------ SUPPLIED TEXT

Here’s the bottom line: organizations will be attacked. And when it happens, they should be confident that their cybersecurity capabilities can prevent the attacks, detect them and, if necessary, respond before attackers can do any real damage. To do this, there needs to be a paradigm shift in organizations’ approach to security investments and for IT teams to do a much-needed reality check on their current defense capabilities.
Just as cyber criminals are constantly evolving their methods of attack to bypass standard proprietary capabilities, organizations need to be enhance their defense to match the current threat landscape. This means moving away from legacy AV and adopting a new line of defense that has been specifically developed to address sophisticated threats.
A new paradigm in cybersecurity
The new model of prevention, known as next-generation antivirus (NGAV), is a radically different approach to cybersecurity. Traditional defenses like legacy AV and machine-learning AV are designed to only identify threats at a single point in time (i.e. when a malicious file is downloaded), making them completely blind to non-malware attacks. NGAV closes this gap by taking on a more proactive stance to cyber defense. It monitors the activity of applications and services, including communications between processes, inbound and outbound network traffic, unauthorized requests to run applications, and changes to credentials or permission levels. By analyzing these relationships and clustering events, NGAV can identify abnormal behavior, which can be tagged, flagged and automatically shut down before the attackers can achieve their goals.
In today’s rapidly digitized world, security adoption should be a critical driver for modern businesses. With so much valuable data and intellectual property stored within organizations, the stakes are too high for cybersecurity to be an afterthought. Strategic cybersecurity planning should permeate every level of an organization and educating employees on cyber risks is critical to establishing and maintaining good security hygiene.

------------
------ EXTRACTED ENTRIES

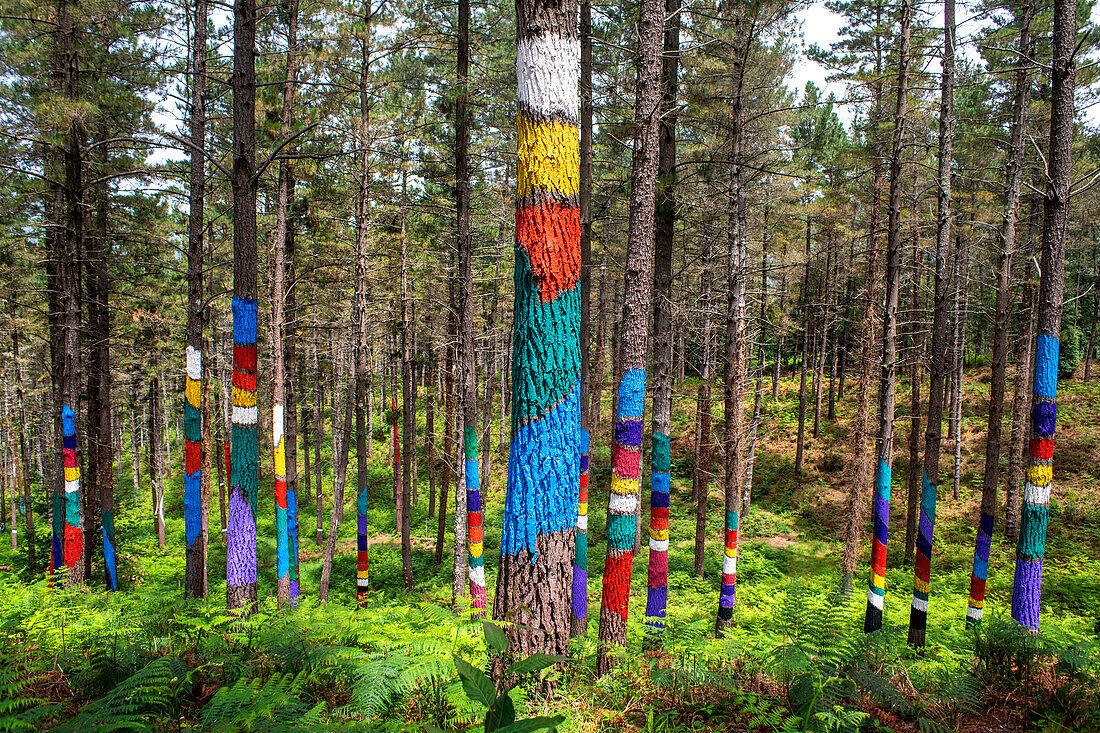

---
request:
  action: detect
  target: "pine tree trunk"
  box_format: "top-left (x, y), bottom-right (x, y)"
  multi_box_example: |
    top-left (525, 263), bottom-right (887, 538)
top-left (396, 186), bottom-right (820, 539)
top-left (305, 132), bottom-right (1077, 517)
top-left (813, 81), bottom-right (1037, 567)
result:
top-left (596, 0), bottom-right (671, 675)
top-left (400, 186), bottom-right (416, 591)
top-left (966, 0), bottom-right (1034, 626)
top-left (692, 237), bottom-right (714, 578)
top-left (184, 0), bottom-right (207, 598)
top-left (858, 0), bottom-right (913, 632)
top-left (794, 217), bottom-right (811, 475)
top-left (642, 0), bottom-right (680, 646)
top-left (1012, 0), bottom-right (1077, 631)
top-left (493, 0), bottom-right (585, 660)
top-left (226, 0), bottom-right (260, 615)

------------

Rewrite the cybersecurity text between "Here’s the bottom" and "address sophisticated threats.", inclusive, swapping "legacy AV" for "traditional antivirus".

Here’s the bottom line: organizations will be attacked. And when it happens, they should be confident that their cybersecurity capabilities can prevent the attacks, detect them and, if necessary, respond before attackers can do any real damage. To do this, there needs to be a paradigm shift in organizations’ approach to security investments and for IT teams to do a much-needed reality check on their current defense capabilities.
Just as cyber criminals are constantly evolving their methods of attack to bypass standard proprietary capabilities, organizations need to be enhance their defense to match the current threat landscape. This means moving away from traditional antivirus and adopting a new line of defense that has been specifically developed to address sophisticated threats.